§ YOUR TASK: Could you restate all of the records below exactly, with the pictures left out?

═══ THE DATA ═══

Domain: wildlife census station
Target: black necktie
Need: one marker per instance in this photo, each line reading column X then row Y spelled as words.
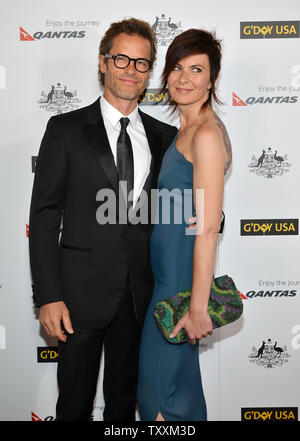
column 125, row 157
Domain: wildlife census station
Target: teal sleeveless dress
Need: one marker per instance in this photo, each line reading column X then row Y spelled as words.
column 169, row 375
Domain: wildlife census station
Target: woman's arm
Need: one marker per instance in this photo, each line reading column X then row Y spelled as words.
column 208, row 156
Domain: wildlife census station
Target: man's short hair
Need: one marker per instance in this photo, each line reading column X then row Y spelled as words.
column 131, row 26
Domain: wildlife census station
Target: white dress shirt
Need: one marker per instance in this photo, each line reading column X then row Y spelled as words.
column 140, row 147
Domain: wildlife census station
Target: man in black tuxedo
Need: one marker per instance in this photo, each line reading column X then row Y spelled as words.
column 94, row 283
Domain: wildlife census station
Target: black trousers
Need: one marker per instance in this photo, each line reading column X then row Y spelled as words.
column 79, row 363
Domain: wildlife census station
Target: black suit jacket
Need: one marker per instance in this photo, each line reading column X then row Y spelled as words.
column 88, row 265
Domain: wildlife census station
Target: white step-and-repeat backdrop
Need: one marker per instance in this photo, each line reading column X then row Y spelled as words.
column 48, row 65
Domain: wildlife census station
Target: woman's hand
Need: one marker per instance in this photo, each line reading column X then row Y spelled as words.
column 197, row 325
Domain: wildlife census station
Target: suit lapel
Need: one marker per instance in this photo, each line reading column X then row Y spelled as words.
column 97, row 138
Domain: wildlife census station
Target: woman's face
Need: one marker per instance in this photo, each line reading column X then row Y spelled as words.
column 189, row 81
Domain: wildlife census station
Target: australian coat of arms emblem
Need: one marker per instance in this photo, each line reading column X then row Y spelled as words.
column 269, row 354
column 59, row 99
column 269, row 164
column 166, row 30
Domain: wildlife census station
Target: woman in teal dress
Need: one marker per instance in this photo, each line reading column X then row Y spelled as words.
column 169, row 385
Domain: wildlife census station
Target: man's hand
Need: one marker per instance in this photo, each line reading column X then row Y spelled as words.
column 51, row 316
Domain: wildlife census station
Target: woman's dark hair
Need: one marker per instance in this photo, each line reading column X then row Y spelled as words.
column 191, row 42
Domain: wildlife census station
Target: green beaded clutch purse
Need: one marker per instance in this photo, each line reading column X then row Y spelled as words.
column 225, row 306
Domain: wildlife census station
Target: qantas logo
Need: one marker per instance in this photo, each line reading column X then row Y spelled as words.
column 237, row 101
column 39, row 35
column 24, row 36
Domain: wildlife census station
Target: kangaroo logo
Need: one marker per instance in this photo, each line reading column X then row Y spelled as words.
column 58, row 99
column 165, row 30
column 269, row 354
column 269, row 164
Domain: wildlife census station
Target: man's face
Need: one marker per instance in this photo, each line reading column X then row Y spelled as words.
column 128, row 83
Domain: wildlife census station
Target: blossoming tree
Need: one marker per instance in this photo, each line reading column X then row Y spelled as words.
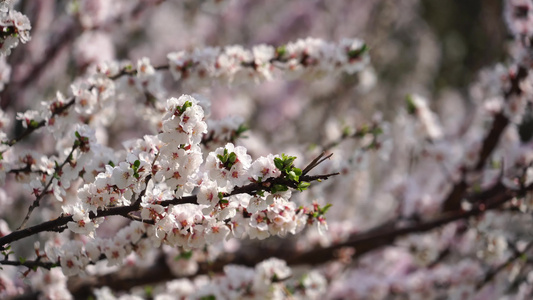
column 131, row 179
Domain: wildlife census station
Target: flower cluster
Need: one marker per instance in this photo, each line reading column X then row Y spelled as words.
column 14, row 27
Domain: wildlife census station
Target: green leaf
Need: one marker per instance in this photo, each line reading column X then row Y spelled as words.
column 279, row 188
column 278, row 163
column 292, row 176
column 184, row 255
column 302, row 186
column 232, row 157
column 281, row 50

═══

§ RESPONSE TO THE EXERCISE:
Domain: wildlife census station
Target: black necktie
Need: one marker per instance in this photo, each line reading column X then row Y spelled as words.
column 125, row 157
Domain: wildlife census station
Target: teal sleeveless dress
Need: one marker per instance in this photo, each line reading column X then row Y spelled as words.
column 169, row 375
Domain: wildlife census station
Target: woman's arm
Need: one marker per instance in this photo, each line reading column X then row Y spelled as words.
column 208, row 156
Domain: wildlife census station
Target: man's short hair
Need: one marker per instance in this photo, each line reading column X then row Y spelled as words.
column 131, row 26
Domain: wildlife census station
Target: white dress shirt
Need: one marker per instance in this photo, each line reading column X then row Y spelled as words.
column 140, row 147
Domain: wildlife census station
Target: man in black tuxedo
Need: one marker per instance in this photo, each line reading column X then row Y spelled as words.
column 94, row 283
Domain: wildlife census station
Target: black trousers
Need: one marker per instance in this photo, each line reading column X then row Y spelled as words.
column 79, row 363
Domain: wildlife census station
Target: black suit jacket
Need: one marker per instance in this photo, each line reading column X then row Y spelled as words.
column 88, row 265
Domain: wildlife census station
Target: white step-and-repeat backdrop
Need: one marker per instance in this photo, each line reading column X then row Y spelled as words.
column 48, row 65
Domain: wildlife census station
Target: woman's hand
Need: one marker per instance in this photo, each line reading column X then row Y spelled as words.
column 197, row 325
Domain: wildlife census station
Target: suit lapel
Need: one marker per instance in this photo, each line reading column X then row Y spelled as words.
column 97, row 138
Domain: wildlife census station
Target: woman's face
Need: one marker per instance in this photo, each line reading column X then row Y spelled as words.
column 189, row 81
Domain: wildlife census station
Target: australian coat of arms emblem
Need: one marker per instance in this photo, each line reading column X then row Y spelled as words.
column 269, row 354
column 59, row 99
column 269, row 164
column 166, row 30
Domain: wildlife census station
Target: woman in teal dress
Need: one marker per instance in this photo, each line reading column X then row Y spelled as words.
column 169, row 385
Domain: wildlife census station
Target: man's hand
Need: one marker per instance in this photo, each line reading column X then row Y spelled as words.
column 51, row 316
Domain: wildlife census station
Target: woman's dark hair
Need: one marker per instance in this photo, each line reading column X then row Y spelled as words.
column 191, row 42
Domain: wildlife census station
Target: green beaded clutch purse
Need: one marker per instance in this photo, each line reading column X then row Y spelled as words.
column 225, row 306
Domain: wildlife census station
Target: qantas logo
Need: one marker per instance in this photo, each line reading column X then row Y spelled as words.
column 237, row 101
column 39, row 35
column 24, row 36
Domain: wildlife census station
Target: kangaroo logo
Need: one marker per instance in this photo, each line reading column X then row Y spelled as words.
column 58, row 99
column 165, row 30
column 269, row 354
column 269, row 164
Domain: wildlife census station
Target: man's face
Need: one marker per instance in this photo, each line reading column X then row Y spelled as words.
column 128, row 83
Domain: wildlife census station
Target: blossoming tree
Need: one marker per instance in this photo, each line reading column X then row Y spelled as words.
column 131, row 179
Domain: wildlife census station
Target: flower cluster
Need: one marker per instance in this photo, each line reading column X then row Y spelled as words.
column 14, row 27
Domain: wildlife census station
Target: green leaf
Need: one marker per instance in this photo, each line reading column X then row Y spelled as words.
column 279, row 188
column 278, row 163
column 292, row 176
column 184, row 255
column 302, row 186
column 232, row 157
column 281, row 50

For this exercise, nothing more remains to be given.